----- Given data -----

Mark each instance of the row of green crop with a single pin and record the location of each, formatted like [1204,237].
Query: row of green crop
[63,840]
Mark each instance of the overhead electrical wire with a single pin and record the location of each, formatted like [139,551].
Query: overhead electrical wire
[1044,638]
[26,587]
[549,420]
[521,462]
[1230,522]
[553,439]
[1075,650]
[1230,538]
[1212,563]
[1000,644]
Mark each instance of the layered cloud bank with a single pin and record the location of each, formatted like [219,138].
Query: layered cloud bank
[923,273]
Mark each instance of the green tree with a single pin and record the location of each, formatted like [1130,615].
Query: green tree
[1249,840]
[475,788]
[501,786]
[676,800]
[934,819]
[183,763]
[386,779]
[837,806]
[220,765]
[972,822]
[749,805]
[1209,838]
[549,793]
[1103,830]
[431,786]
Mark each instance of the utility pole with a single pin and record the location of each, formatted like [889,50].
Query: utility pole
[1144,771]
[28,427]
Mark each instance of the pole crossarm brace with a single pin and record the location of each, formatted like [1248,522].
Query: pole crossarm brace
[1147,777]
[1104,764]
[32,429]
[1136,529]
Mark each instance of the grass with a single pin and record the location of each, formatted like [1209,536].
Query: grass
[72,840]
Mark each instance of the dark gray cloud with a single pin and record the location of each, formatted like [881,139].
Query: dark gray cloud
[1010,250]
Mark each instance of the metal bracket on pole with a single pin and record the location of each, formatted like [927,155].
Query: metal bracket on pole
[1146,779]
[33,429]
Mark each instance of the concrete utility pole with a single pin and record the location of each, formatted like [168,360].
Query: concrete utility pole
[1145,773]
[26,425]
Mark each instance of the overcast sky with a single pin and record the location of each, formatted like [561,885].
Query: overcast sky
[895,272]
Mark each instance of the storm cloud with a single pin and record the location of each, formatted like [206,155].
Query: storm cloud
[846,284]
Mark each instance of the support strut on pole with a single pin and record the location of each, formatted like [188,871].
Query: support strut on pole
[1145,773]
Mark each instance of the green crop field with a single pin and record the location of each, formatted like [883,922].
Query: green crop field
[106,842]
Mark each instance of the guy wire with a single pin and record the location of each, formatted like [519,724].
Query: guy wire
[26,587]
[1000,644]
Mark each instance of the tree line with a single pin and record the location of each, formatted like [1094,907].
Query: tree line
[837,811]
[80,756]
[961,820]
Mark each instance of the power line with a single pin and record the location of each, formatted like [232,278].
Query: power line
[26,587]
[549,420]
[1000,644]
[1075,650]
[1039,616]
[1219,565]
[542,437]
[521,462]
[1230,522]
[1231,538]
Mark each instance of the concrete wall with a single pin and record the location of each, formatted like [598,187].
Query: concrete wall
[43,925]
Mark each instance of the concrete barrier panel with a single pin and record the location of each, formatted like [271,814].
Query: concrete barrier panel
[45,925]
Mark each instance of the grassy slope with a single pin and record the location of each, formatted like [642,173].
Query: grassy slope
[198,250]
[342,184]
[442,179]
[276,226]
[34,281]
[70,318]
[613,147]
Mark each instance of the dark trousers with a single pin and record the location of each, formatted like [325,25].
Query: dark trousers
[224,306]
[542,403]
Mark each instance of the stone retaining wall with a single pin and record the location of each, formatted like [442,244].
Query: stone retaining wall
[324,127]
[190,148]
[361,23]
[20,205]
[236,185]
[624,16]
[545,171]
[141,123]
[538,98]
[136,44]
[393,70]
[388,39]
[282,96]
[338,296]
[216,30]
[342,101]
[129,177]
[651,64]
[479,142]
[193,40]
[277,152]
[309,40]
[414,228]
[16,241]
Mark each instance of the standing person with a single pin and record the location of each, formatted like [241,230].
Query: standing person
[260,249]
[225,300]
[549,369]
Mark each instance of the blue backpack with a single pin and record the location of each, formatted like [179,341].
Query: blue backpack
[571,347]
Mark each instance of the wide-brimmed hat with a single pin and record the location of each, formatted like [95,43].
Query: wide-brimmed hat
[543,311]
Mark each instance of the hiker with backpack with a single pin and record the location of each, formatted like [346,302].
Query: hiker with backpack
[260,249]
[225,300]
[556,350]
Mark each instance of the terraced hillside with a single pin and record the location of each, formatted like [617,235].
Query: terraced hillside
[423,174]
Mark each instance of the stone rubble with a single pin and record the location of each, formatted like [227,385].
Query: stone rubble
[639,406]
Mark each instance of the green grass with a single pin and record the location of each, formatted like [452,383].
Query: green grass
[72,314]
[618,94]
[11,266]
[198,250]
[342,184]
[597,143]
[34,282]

-----

Could you restate every record word for word?

Mark each instance of the row of green crop with a single pin and record the location of each, formatted like [1204,237].
Query: row of green crop
[63,840]
Mark each instance of the overhead electrical wire with a single pin and record the location of each, formatted like [139,551].
Query: overhead electrical wire
[1044,638]
[26,587]
[549,420]
[521,462]
[1230,522]
[553,439]
[1075,650]
[1230,538]
[1212,563]
[1000,644]
Mark each instance of the layered cloud bank with a single pin and record the location of each, formatted like [219,138].
Query: layered cloud bank
[923,273]
Mark each instance of the green tree with a single pin and record the location of each, formatted like [1130,615].
Query: green tree
[1249,840]
[475,788]
[501,786]
[676,800]
[934,819]
[183,763]
[386,779]
[837,806]
[220,765]
[972,822]
[749,805]
[1209,838]
[549,793]
[1103,830]
[431,786]
Mark each instance of the utility pole with a single pin and record the location of each, formatted like [889,50].
Query: utility pole
[1144,771]
[28,427]
Mark each instance of the pole crossarm brace with a single pin and record the location of each, formatted like [1248,522].
Query: pole crossarm brace
[1147,777]
[1104,764]
[32,429]
[1136,529]
Mark each instance of the grass with a single pin and record the location of each, formatted like [1209,536].
Query: grass
[72,840]
Mark each instance of the dark gray cloud with a single pin and record the location of each, formatted like [881,139].
Query: dark gray cloud
[1010,250]
Mark each instance of the metal bracket on pole with a single pin and record the location of each, formatted like [927,155].
Query: metal bracket on pole
[1146,779]
[33,429]
Mark each instance of the concrete utility pole with a single pin and record the location of each, formatted like [168,360].
Query: concrete utility pole
[1145,773]
[26,425]
Mark each instance of the overcast sky with a single pin and record the location of each, formatted like [561,885].
Query: overcast sky
[895,272]
Mark each instance of the storm cloud with a single pin and record the location of each, formatted like [206,155].
Query: storm cloud
[846,284]
Mark each instance of the support strut on pole with a single pin and record the location of each, formatted like [188,871].
Query: support strut on pole
[1145,773]
Mark each instance of the green crop field with a single pin and record the location of each, formatted like [883,922].
Query: green crop field
[106,842]
Mark each instance of the guy wire with a single pin and record the location of each, formatted like [519,724].
Query: guy wire
[26,587]
[1000,644]
Mark each instance of the tree line with a single pin and record the location of each, formatted like [1094,907].
Query: tree line
[837,811]
[80,756]
[961,820]
Mark each instance of the power line with a single pin and record the location of each, formatted like [232,278].
Query: power line
[26,587]
[549,420]
[1000,644]
[1075,650]
[1039,616]
[1219,565]
[542,437]
[521,462]
[1230,522]
[1231,538]
Mark each instance of the concrete wall with a single pin and record the location of each, formatted like [598,187].
Query: concrete wall
[43,925]
Mark each instance of the concrete barrier panel with a single pin and record the location of each, formatted like [271,814].
Query: concrete barrier panel
[45,925]
Mark each instance of the grassy slope with a single pin and record the location of each, formatted like [642,173].
Query: grassy slope
[198,250]
[342,184]
[442,179]
[276,226]
[34,281]
[70,318]
[613,147]
Mark each instance of the dark trousers with a single pin and record the location of each, formatted like [325,25].
Query: dark trousers
[224,306]
[542,403]
Mark each instance of the stone retaining wall with a single pin and record the location of each, formatted like [442,244].
Query: stone retaining wall
[324,127]
[190,148]
[361,23]
[20,205]
[236,185]
[624,16]
[545,171]
[141,123]
[538,98]
[136,44]
[393,70]
[388,39]
[282,96]
[338,296]
[216,30]
[342,101]
[129,177]
[651,64]
[479,142]
[193,40]
[277,152]
[309,40]
[414,228]
[16,241]
Mark each instance of the standing person with a single pin and record the location of each, formatted like [241,230].
Query: standing person
[260,249]
[225,300]
[549,369]
Mark each instance of the blue backpack with a single pin and record the location of each, formatted like [179,341].
Query: blue backpack
[571,347]
Mark each instance of the wide-brimmed hat with a single pin and record the location of each, formatted like [95,43].
Query: wide-brimmed hat
[543,311]
Mark each instance of the hiker with backpack with a single pin and record the location of each, formatted like [346,302].
Query: hiker with backpack
[260,249]
[225,300]
[556,350]
Mark each instance of the terraced hillside with a single pin and record the location of each, formatted like [617,235].
Query: terraced hillside
[423,174]
Mark each instance of the stone rubble with a single pin and record the location of each, formatted like [227,385].
Query: stone rubble
[639,406]
Mark each instance of the green grass with a single pin and record the location of each, formatted like [452,383].
Query: green grass
[72,314]
[618,94]
[11,266]
[198,250]
[342,184]
[597,143]
[34,282]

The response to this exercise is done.